Exercises:
• 1. According to the foodborne illness page, how many different foodborne diseases have been discovered?
• 2. Please rewrite the foodborne illness page from "The Centers for" to "toxins or chemicals.", replacing "pathogens" with "microbes".

Passage shown:
━━━━━━━━━━━━━━━━━━━━━━━━━━━━━━

The Centers for Disease Control and Prevention estimates that 1 in 6 Americans (about 48 million people) gets sick from food-related illnesses each year, and that more than 125,000 of those people require hospitalization. Foodborne illness is caused by ingesting or preparing foods and beverages contaminated with disease-causing pathogens. More than 250 different foodborne diseases have been discovered and are caused by a variety of bacteria, viruses, parasites, toxins or chemicals.
|Reporting a Foodborne Illness|
If you believe that you've become sick while dining in a St. Charles County restaurant or from food products obtained from a St. Charles County food vendor, please call the Division of Environmental Health and Protection at 636-949-1800 or register your complaint online.

━━━━━━━━━━━━━━━━━━━━━━━━━━━━━━

Dataset section:
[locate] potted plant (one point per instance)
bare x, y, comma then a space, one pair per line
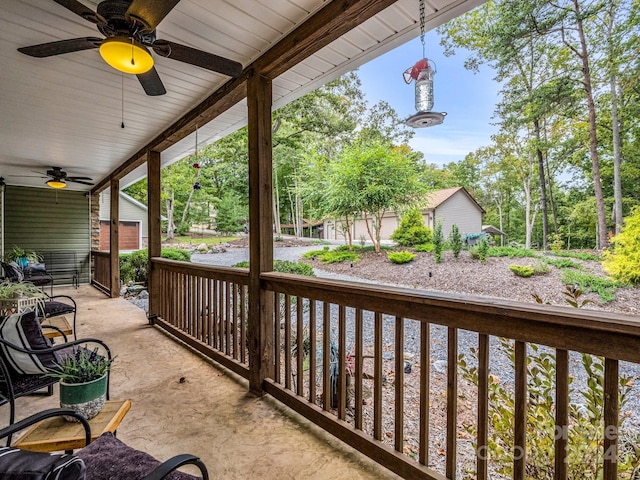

━━━━━━━━━━━━━━━━━━━━━━━━━━━━━━

Results of the tasks:
• 1. More than 250.

• 2.
The Centers for Disease Control and Prevention estimates that 1 in 6 Americans (about 48 million people) gets sick from food-related illnesses each year, and that more than 125,000 of those people require hospitalization. Foodborne illness is caused by ingesting or preparing foods and beverages contaminated with disease-causing microbes. More than 250 different foodborne diseases have been discovered and are caused by a variety of bacteria, viruses, parasites, toxins or chemicals.